> Reading text:
——

Linux software raid

From Bitpost wiki
Revision as of 18:12, 8 November 2019 by M (talk | contribs) (→‎Monitor)

Linux software raid is done via the mdraid package.

Install

mdraid has not received the polish it needs to Just Work. It has serious flaws that after hours of learning, still leave you unsure and hanging and most likely bailing out of the entire process. But it is the best thing we have on the planet, so let’s distill it down to the essentials.

  • check S.M.A.R.T. data of drives – run tests and make sure they are completely healthy!
  • clean raid drives of superblock and partition data
   mdadm --misc --zero-superblock /dev/sdd && dd if=/dev/zero of=/dev/sdd bs=1M count=100 && mdadm --examine /dev/sdd
    mdadm: No md superblock detected on /dev/sdd.
  • use whole drives (not drive partitions) in a newly created raid
   mdadm --create --verbose /dev/md0 --level=mirror --raid-devices=2 /dev/sdd /dev/sde 
    mdadm: size set to 3906887488K 
    mdadm: automatically enabling write-intent bitmap on large array 
    Continue creating array? yes 
    mdadm: Defaulting to version 1.2 metadata 
    mdadm: array /dev/md0 started.

——

> Collected material:
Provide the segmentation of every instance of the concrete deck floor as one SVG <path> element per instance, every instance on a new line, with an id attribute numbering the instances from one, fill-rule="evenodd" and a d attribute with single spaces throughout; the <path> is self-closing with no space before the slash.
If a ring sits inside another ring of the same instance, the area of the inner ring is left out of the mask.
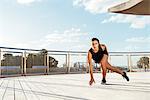
<path id="1" fill-rule="evenodd" d="M 63 74 L 0 79 L 0 100 L 148 100 L 150 72 L 128 73 L 130 82 L 116 73 L 107 74 L 107 85 L 88 85 L 89 74 Z"/>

——

> Do this: In the Linux software raid page, reproduce the part that opens with the words containing "From Bitpost wiki" and closes with "detected on /dev/sdd.", replacing "mdraid" with "md" throughout.

> Response:
From Bitpost wiki
Revision as of 18:12, 8 November 2019 by M (talk | contribs) (→‎Monitor)

Linux software raid is done via the md package.

Install

md has not received the polish it needs to Just Work. It has serious flaws that after hours of learning, still leave you unsure and hanging and most likely bailing out of the entire process. But it is the best thing we have on the planet, so let’s distill it down to the essentials.

  • check S.M.A.R.T. data of drives – run tests and make sure they are completely healthy!
  • clean raid drives of superblock and partition data
   mdadm --misc --zero-superblock /dev/sdd && dd if=/dev/zero of=/dev/sdd bs=1M count=100 && mdadm --examine /dev/sdd
    mdadm: No md superblock detected on /dev/sdd.